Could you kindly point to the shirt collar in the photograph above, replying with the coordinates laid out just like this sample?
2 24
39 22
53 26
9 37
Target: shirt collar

*EXERCISE PROMPT*: Reproduce the items above, replacing each occurrence of "shirt collar" with "coat collar" and leaving everything else unchanged.

*ANSWER TO THIS TASK*:
Could you kindly point to the coat collar in the photograph above, replying with the coordinates laid out just like this sample?
2 24
39 22
53 26
9 37
Target: coat collar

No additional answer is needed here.